** Opening Data shown block **

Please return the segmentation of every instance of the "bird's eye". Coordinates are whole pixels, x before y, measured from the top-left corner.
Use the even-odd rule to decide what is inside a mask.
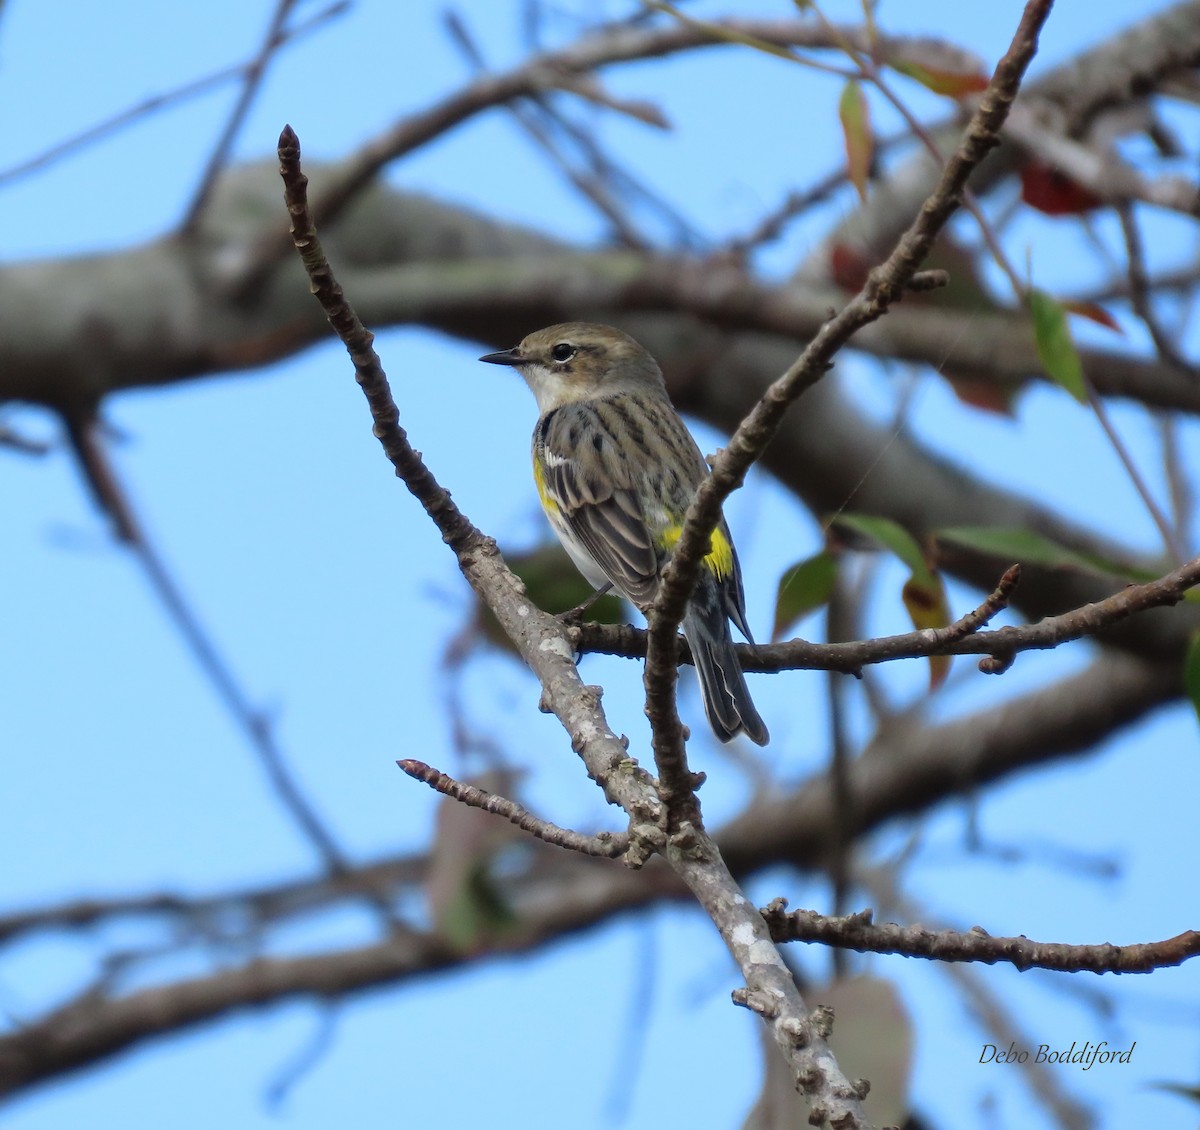
[[[555,361],[570,361],[575,356],[575,346],[568,344],[565,341],[560,341],[552,350],[550,356]]]

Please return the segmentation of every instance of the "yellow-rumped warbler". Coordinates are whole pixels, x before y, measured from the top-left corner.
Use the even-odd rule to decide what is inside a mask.
[[[512,365],[537,398],[533,478],[571,560],[591,584],[611,582],[645,611],[708,474],[657,362],[628,334],[587,322],[538,330],[480,360]],[[727,742],[745,733],[766,745],[767,727],[750,701],[730,620],[751,639],[742,574],[722,520],[688,601],[683,634],[717,737]]]

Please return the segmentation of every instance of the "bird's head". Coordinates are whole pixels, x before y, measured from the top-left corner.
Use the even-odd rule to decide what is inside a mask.
[[[543,414],[578,400],[664,389],[657,362],[633,338],[590,322],[547,326],[520,345],[479,360],[516,369]]]

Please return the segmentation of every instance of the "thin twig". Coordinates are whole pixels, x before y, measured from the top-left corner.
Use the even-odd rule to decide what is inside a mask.
[[[901,98],[893,89],[891,84],[884,77],[883,71],[876,65],[874,59],[869,53],[857,50],[850,39],[841,34],[832,22],[821,11],[820,5],[813,4],[813,10],[817,13],[817,18],[822,24],[828,28],[830,34],[835,37],[838,46],[850,57],[854,65],[858,68],[858,77],[864,82],[871,83],[880,94],[887,99],[891,104],[892,109],[900,115],[904,120],[904,124],[908,126],[915,137],[924,147],[927,153],[933,158],[934,162],[943,167],[946,162],[946,155],[942,152],[933,133],[925,127],[925,125],[917,118],[917,116],[908,108],[904,99]],[[1020,277],[1013,269],[1012,264],[1008,261],[1008,257],[1004,254],[1004,248],[1000,245],[1000,240],[996,233],[992,230],[991,224],[987,217],[983,214],[983,209],[979,205],[979,201],[975,199],[975,194],[964,186],[962,192],[962,205],[967,212],[970,213],[972,219],[979,225],[980,234],[983,237],[984,243],[987,245],[988,251],[991,253],[996,265],[1004,272],[1008,278],[1009,284],[1014,292],[1020,296],[1024,288],[1021,285]]]
[[[585,686],[575,666],[566,629],[554,616],[530,603],[525,586],[434,478],[400,426],[400,409],[375,352],[374,335],[346,300],[325,257],[308,204],[308,177],[300,166],[300,139],[291,126],[279,135],[279,172],[291,216],[291,238],[308,274],[313,296],[346,347],[355,379],[367,398],[372,429],[384,455],[410,493],[424,507],[442,540],[453,551],[468,583],[495,614],[542,685],[543,700],[572,737],[605,795],[619,804],[642,829],[626,862],[635,866],[655,850],[661,805],[649,776],[629,756],[628,742],[609,727],[600,706],[599,687]]]
[[[939,128],[939,127],[934,127]],[[946,128],[943,125],[940,128]],[[906,141],[911,131],[905,129],[887,137],[878,138],[875,142],[875,152],[885,153],[896,145]],[[717,249],[718,255],[732,255],[742,258],[749,252],[757,250],[765,244],[772,243],[783,234],[783,229],[797,216],[809,208],[820,204],[841,188],[850,179],[850,169],[847,165],[827,173],[815,184],[803,192],[789,192],[786,197],[773,209],[766,213],[745,235],[734,236]]]
[[[308,209],[308,178],[300,169],[300,143],[290,126],[279,137],[280,174],[292,217],[291,234],[321,303],[354,362],[356,376],[371,406],[375,435],[408,489],[425,506],[454,549],[459,567],[496,614],[542,684],[543,701],[571,735],[572,745],[590,776],[631,817],[625,862],[639,866],[661,852],[721,934],[737,962],[746,988],[738,1003],[753,1009],[769,1027],[776,1046],[809,1097],[813,1117],[827,1118],[840,1130],[865,1125],[860,1090],[842,1072],[826,1040],[827,1025],[813,1022],[782,955],[771,944],[766,923],[754,911],[716,845],[699,823],[676,826],[664,834],[665,805],[644,770],[628,756],[600,710],[598,687],[579,679],[562,625],[540,613],[524,586],[485,539],[451,502],[399,425],[399,411],[372,348],[372,336],[346,301],[321,249]]]
[[[869,753],[865,764],[863,760],[855,762],[856,770],[862,770],[856,773],[855,787],[862,800],[859,832],[896,816],[927,811],[937,800],[959,795],[964,789],[1009,779],[1034,764],[1081,752],[1098,738],[1111,735],[1114,728],[1145,717],[1156,703],[1177,693],[1165,667],[1102,656],[1064,685],[1039,688],[1013,702],[931,730],[893,733]],[[965,765],[961,751],[968,744],[973,757]],[[816,868],[828,842],[829,818],[829,785],[820,775],[733,821],[723,836],[722,851],[742,874],[780,860]],[[384,860],[345,879],[322,877],[258,892],[251,907],[250,928],[253,930],[256,916],[266,907],[275,907],[282,915],[323,905],[326,899],[344,894],[346,884],[353,890],[370,886],[390,892],[396,884],[420,882],[426,862],[412,857]],[[533,953],[622,910],[645,907],[664,895],[683,897],[682,890],[673,885],[627,876],[617,868],[604,868],[597,889],[590,880],[576,881],[581,875],[578,868],[594,868],[589,861],[563,857],[560,866],[563,864],[568,870],[560,886],[546,890],[535,882],[528,903],[518,903],[525,929],[519,936],[494,941],[492,950]],[[126,903],[130,901],[137,900]],[[203,916],[209,908],[225,921],[231,913],[242,913],[236,902],[227,904],[221,896],[198,902],[198,906],[185,902],[179,908],[181,921]],[[49,908],[21,917],[26,922],[38,917],[44,925],[54,926],[63,923],[64,914],[71,909]],[[127,905],[126,909],[136,912],[136,907]],[[748,909],[769,948],[762,915],[753,904]],[[904,917],[910,921],[918,918],[914,914]],[[479,958],[447,946],[439,937],[416,931],[374,945],[322,954],[276,958],[264,956],[253,945],[239,949],[234,956],[236,963],[194,978],[102,998],[76,995],[64,1007],[11,1035],[0,1036],[0,1093],[28,1090],[83,1066],[111,1060],[147,1039],[186,1031],[234,1010],[274,1007],[296,996],[344,999],[361,990],[463,968]],[[952,976],[968,969],[961,965],[944,968]]]
[[[1133,205],[1119,203],[1115,205],[1117,218],[1121,221],[1121,232],[1125,238],[1125,256],[1127,266],[1125,277],[1129,281],[1129,305],[1141,319],[1154,342],[1163,363],[1178,369],[1192,380],[1200,379],[1200,366],[1189,361],[1171,339],[1170,334],[1163,329],[1150,304],[1150,281],[1146,276],[1146,255],[1142,247],[1142,234],[1138,229],[1137,217]]]
[[[1008,607],[1009,599],[1020,582],[1021,566],[1010,565],[982,604],[960,616],[953,624],[947,624],[944,628],[927,628],[925,633],[932,637],[935,647],[948,647],[966,639],[967,636],[975,635]]]
[[[1138,470],[1133,456],[1129,453],[1129,448],[1125,446],[1125,441],[1121,439],[1117,429],[1113,426],[1112,419],[1108,414],[1108,408],[1105,407],[1099,393],[1096,392],[1095,388],[1092,387],[1091,381],[1087,380],[1086,377],[1083,383],[1087,391],[1088,404],[1095,413],[1101,430],[1108,437],[1108,442],[1113,451],[1116,452],[1121,466],[1125,468],[1125,473],[1129,476],[1129,481],[1133,484],[1133,489],[1137,491],[1138,497],[1142,500],[1142,505],[1145,506],[1146,512],[1150,515],[1151,521],[1162,537],[1163,544],[1166,546],[1167,552],[1171,555],[1171,560],[1177,565],[1181,565],[1186,560],[1187,554],[1182,544],[1180,544],[1178,534],[1172,529],[1171,523],[1167,520],[1166,514],[1163,513],[1162,507],[1155,500],[1149,484],[1142,477],[1141,471]]]
[[[445,23],[450,30],[454,42],[459,46],[468,61],[477,72],[487,71],[487,64],[482,52],[471,36],[466,24],[456,12],[445,16]],[[626,214],[624,208],[615,199],[610,186],[604,178],[587,176],[577,170],[567,159],[566,154],[556,143],[546,124],[539,118],[538,113],[554,125],[562,126],[562,118],[555,113],[549,99],[545,95],[531,97],[532,106],[520,101],[512,101],[505,108],[517,124],[525,131],[533,143],[550,159],[571,186],[594,207],[605,220],[612,225],[618,243],[623,247],[649,249],[649,241],[637,230],[633,220]]]
[[[774,55],[777,59],[786,59],[789,63],[799,63],[801,66],[811,67],[814,71],[836,75],[839,78],[854,77],[853,72],[848,71],[845,67],[835,67],[829,63],[818,62],[816,59],[806,59],[803,55],[797,55],[785,44],[756,35],[752,31],[743,30],[732,23],[698,19],[687,12],[681,12],[675,5],[668,4],[665,0],[642,0],[642,3],[647,8],[653,8],[665,15],[672,16],[684,27],[707,35],[717,43],[732,43],[750,47],[755,51],[761,51],[764,55]]]
[[[275,4],[275,12],[271,16],[271,23],[267,28],[266,36],[263,38],[262,46],[258,49],[258,54],[243,71],[242,91],[238,95],[233,112],[229,115],[229,120],[225,123],[225,128],[221,131],[221,136],[217,139],[217,144],[208,158],[208,164],[204,167],[200,183],[196,186],[195,194],[192,196],[192,202],[188,205],[188,209],[184,213],[183,223],[179,225],[179,233],[184,237],[191,235],[196,230],[196,225],[200,222],[200,217],[204,214],[205,205],[208,203],[208,199],[216,187],[217,178],[221,175],[221,170],[225,168],[225,165],[229,161],[229,155],[233,150],[233,143],[237,140],[238,131],[242,128],[242,123],[246,120],[246,115],[250,112],[250,107],[254,103],[255,96],[258,94],[258,88],[262,85],[263,76],[267,73],[267,64],[279,49],[280,44],[283,43],[283,25],[287,22],[287,18],[295,6],[296,0],[277,0]]]
[[[853,639],[857,632],[856,606],[845,582],[839,577],[825,616],[825,638],[829,643]],[[850,871],[854,852],[853,828],[854,790],[850,777],[850,735],[846,724],[846,680],[836,671],[825,675],[825,694],[829,705],[829,782],[834,819],[830,823],[833,836],[829,843],[829,879],[833,887],[830,904],[833,913],[843,914],[850,899]],[[846,953],[833,951],[833,975],[840,979],[848,975]]]
[[[1010,573],[1011,570],[1005,576]],[[860,668],[870,663],[930,655],[983,654],[1011,659],[1023,651],[1044,651],[1084,636],[1095,636],[1151,608],[1178,604],[1184,593],[1196,585],[1200,585],[1200,557],[1157,580],[1127,585],[1104,600],[1073,608],[1059,616],[1047,616],[1036,624],[1008,626],[990,632],[972,630],[960,635],[968,625],[982,626],[983,616],[993,606],[997,595],[993,593],[979,608],[945,628],[923,628],[844,644],[819,644],[799,639],[777,644],[741,644],[737,653],[746,671],[803,669],[844,671],[847,674],[857,674]],[[1004,594],[1004,599],[1008,599],[1008,594]],[[648,637],[647,631],[630,625],[581,624],[571,629],[571,639],[577,650],[628,659],[645,657]],[[686,642],[681,643],[681,648],[686,649],[686,646]],[[685,662],[691,661],[686,650],[681,658]]]
[[[317,914],[349,899],[392,897],[425,881],[426,856],[393,856],[356,864],[347,871],[322,870],[317,876],[269,886],[235,887],[215,895],[184,896],[174,891],[113,898],[74,899],[0,915],[0,944],[42,931],[90,930],[123,918],[169,919],[176,937],[189,931],[209,936],[220,931],[212,923],[236,923],[238,931],[256,933],[296,917]]]
[[[316,30],[333,17],[340,16],[349,7],[350,0],[338,0],[337,3],[330,4],[329,7],[323,8],[303,23],[299,23],[295,27],[283,32],[280,36],[278,46],[297,42],[303,36]],[[9,181],[28,176],[30,173],[37,172],[47,165],[52,165],[64,157],[70,157],[86,146],[94,144],[97,141],[102,141],[117,130],[136,122],[139,118],[149,117],[159,110],[165,110],[169,106],[178,105],[189,98],[196,98],[216,87],[222,86],[224,83],[241,78],[253,65],[254,60],[251,59],[232,67],[223,67],[212,74],[204,75],[201,78],[184,83],[182,86],[176,87],[174,90],[169,90],[165,94],[156,94],[151,98],[147,98],[139,102],[136,106],[130,106],[127,110],[122,110],[119,114],[98,122],[94,126],[88,126],[87,129],[82,130],[73,137],[68,137],[65,141],[60,141],[52,145],[49,149],[44,149],[35,157],[29,157],[19,164],[10,165],[7,169],[0,171],[0,184],[6,184]]]
[[[886,913],[910,922],[930,920],[927,907],[916,905],[911,898],[899,893],[894,873],[884,872],[877,867],[860,868],[856,878],[886,908]],[[1007,1048],[1015,1044],[1018,1048],[1027,1048],[1033,1045],[1025,1017],[1017,1007],[1006,1002],[1005,994],[993,986],[995,978],[985,977],[982,969],[961,962],[939,964],[935,968],[956,987],[963,1003],[1000,1047]],[[1094,1130],[1094,1112],[1074,1098],[1060,1080],[1060,1073],[1039,1067],[1031,1060],[1033,1057],[1024,1063],[1018,1060],[1017,1070],[1024,1075],[1026,1086],[1045,1106],[1051,1124],[1059,1127],[1059,1130]]]
[[[554,844],[555,847],[566,848],[568,851],[577,851],[581,855],[599,856],[603,859],[616,859],[629,850],[628,833],[601,832],[596,836],[588,836],[583,832],[573,832],[569,828],[560,828],[557,824],[552,824],[549,820],[543,820],[540,816],[535,816],[529,809],[518,804],[515,800],[509,800],[507,797],[502,797],[497,793],[488,792],[487,789],[481,789],[477,785],[468,785],[463,781],[456,781],[449,774],[443,773],[439,769],[434,769],[433,766],[426,765],[423,761],[405,758],[402,761],[397,761],[396,764],[410,777],[418,781],[423,781],[431,789],[441,793],[443,796],[460,801],[471,808],[482,808],[485,812],[502,816],[510,824],[515,824],[523,832],[528,832],[531,836],[536,836],[539,840],[545,840],[548,844]]]
[[[1155,418],[1162,443],[1167,494],[1171,499],[1171,529],[1175,531],[1180,545],[1191,552],[1196,493],[1192,488],[1188,469],[1184,465],[1183,452],[1180,450],[1179,421],[1165,412],[1155,413]]]
[[[1200,265],[1187,263],[1161,271],[1156,275],[1147,275],[1146,293],[1148,295],[1171,292],[1191,294],[1195,291],[1198,283],[1200,283]],[[1120,278],[1106,282],[1103,286],[1093,287],[1091,290],[1075,291],[1068,294],[1067,297],[1075,302],[1108,302],[1114,298],[1131,297],[1132,289],[1129,275],[1126,272]]]
[[[0,447],[20,452],[22,455],[49,455],[54,450],[53,445],[46,440],[30,439],[7,424],[0,424]]]
[[[668,808],[678,805],[679,819],[693,819],[698,802],[690,792],[682,728],[675,707],[676,629],[699,576],[701,561],[708,552],[712,531],[720,520],[721,505],[741,485],[750,466],[766,449],[791,402],[824,375],[834,354],[859,329],[882,317],[903,295],[938,233],[958,207],[968,177],[999,143],[1004,119],[1037,50],[1038,32],[1051,7],[1052,0],[1030,0],[1026,5],[1020,27],[980,97],[958,148],[946,161],[937,187],[908,231],[887,261],[871,272],[862,290],[825,323],[791,368],[775,381],[738,426],[729,446],[718,453],[712,474],[688,509],[683,533],[663,572],[650,612],[644,676],[660,789],[666,789],[664,801]]]
[[[811,21],[731,19],[718,21],[715,26],[735,37],[745,34],[777,45],[814,48],[832,45],[828,33]],[[843,34],[853,33],[843,31]],[[899,50],[904,40],[895,38],[890,42]],[[642,27],[620,21],[594,29],[577,43],[528,59],[514,70],[481,76],[396,122],[342,162],[312,202],[313,223],[321,228],[332,224],[385,165],[444,137],[456,126],[494,106],[553,90],[579,93],[575,87],[580,77],[602,66],[659,58],[712,44],[712,35],[704,28],[679,23]],[[280,233],[265,234],[247,256],[247,267],[231,288],[233,296],[253,294],[290,250],[290,241]]]
[[[250,702],[179,584],[151,545],[134,512],[129,492],[100,437],[95,417],[67,417],[65,422],[71,446],[97,504],[112,521],[118,540],[129,547],[141,564],[192,657],[257,754],[276,796],[316,848],[325,866],[334,872],[344,871],[346,856],[293,777],[269,720]]]
[[[825,18],[825,15],[821,12],[819,5],[814,4],[813,7],[820,20],[829,29],[830,33],[838,39],[842,50],[845,51],[845,53],[859,68],[862,79],[866,82],[872,83],[875,88],[888,100],[888,102],[891,103],[892,107],[904,119],[909,129],[912,130],[913,135],[921,142],[934,161],[938,162],[939,164],[943,163],[944,157],[937,144],[937,141],[934,139],[933,135],[921,124],[912,111],[910,111],[909,108],[904,104],[904,100],[892,90],[891,85],[884,77],[880,68],[875,64],[875,61],[870,57],[870,55],[857,51],[849,39],[839,35],[837,29]],[[1017,299],[1022,303],[1028,302],[1028,288],[1021,281],[1021,277],[1018,275],[1016,268],[1012,265],[1008,259],[1008,256],[1004,253],[1004,248],[1000,244],[1000,239],[993,230],[992,225],[988,222],[987,217],[984,215],[983,209],[980,207],[978,200],[975,199],[974,193],[972,193],[971,190],[965,185],[963,186],[962,190],[962,203],[963,207],[971,214],[978,225],[980,234],[983,237],[983,241],[992,257],[992,261],[1000,268],[1005,277],[1008,279],[1008,283],[1012,288],[1013,294],[1016,295]],[[1126,225],[1126,216],[1124,213],[1121,215],[1122,224]],[[1129,237],[1130,232],[1127,226],[1126,239],[1128,240]],[[1134,238],[1136,239],[1136,235]],[[1132,255],[1130,256],[1130,259],[1132,263]],[[1147,512],[1150,514],[1151,520],[1162,534],[1163,541],[1165,542],[1168,551],[1171,553],[1172,559],[1176,564],[1182,563],[1184,560],[1183,551],[1179,547],[1177,539],[1171,532],[1170,526],[1162,513],[1161,507],[1159,507],[1158,503],[1155,501],[1154,495],[1150,492],[1149,487],[1146,485],[1145,480],[1137,469],[1137,465],[1130,456],[1128,448],[1122,442],[1116,428],[1113,427],[1112,421],[1110,420],[1108,413],[1105,411],[1103,404],[1096,396],[1095,392],[1090,389],[1090,387],[1088,390],[1088,401],[1091,405],[1092,411],[1096,414],[1096,418],[1099,421],[1100,427],[1107,437],[1109,444],[1116,453],[1117,459],[1120,461],[1121,466],[1125,469],[1126,474],[1129,476],[1129,480],[1133,484],[1134,490],[1137,492],[1138,497],[1142,500],[1142,504],[1146,507]]]
[[[963,934],[956,930],[927,930],[923,926],[875,925],[870,910],[826,917],[814,910],[787,909],[775,899],[763,917],[777,942],[821,942],[859,953],[897,953],[930,961],[1004,962],[1024,972],[1051,969],[1059,973],[1153,973],[1182,965],[1200,955],[1200,930],[1185,930],[1161,942],[1114,946],[1035,942],[1030,938],[993,938],[978,926]]]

** Closing Data shown block **

#### Assignment
Look over the entries above and say how many lines contain "left"; give only the number.

#### Expected answer
4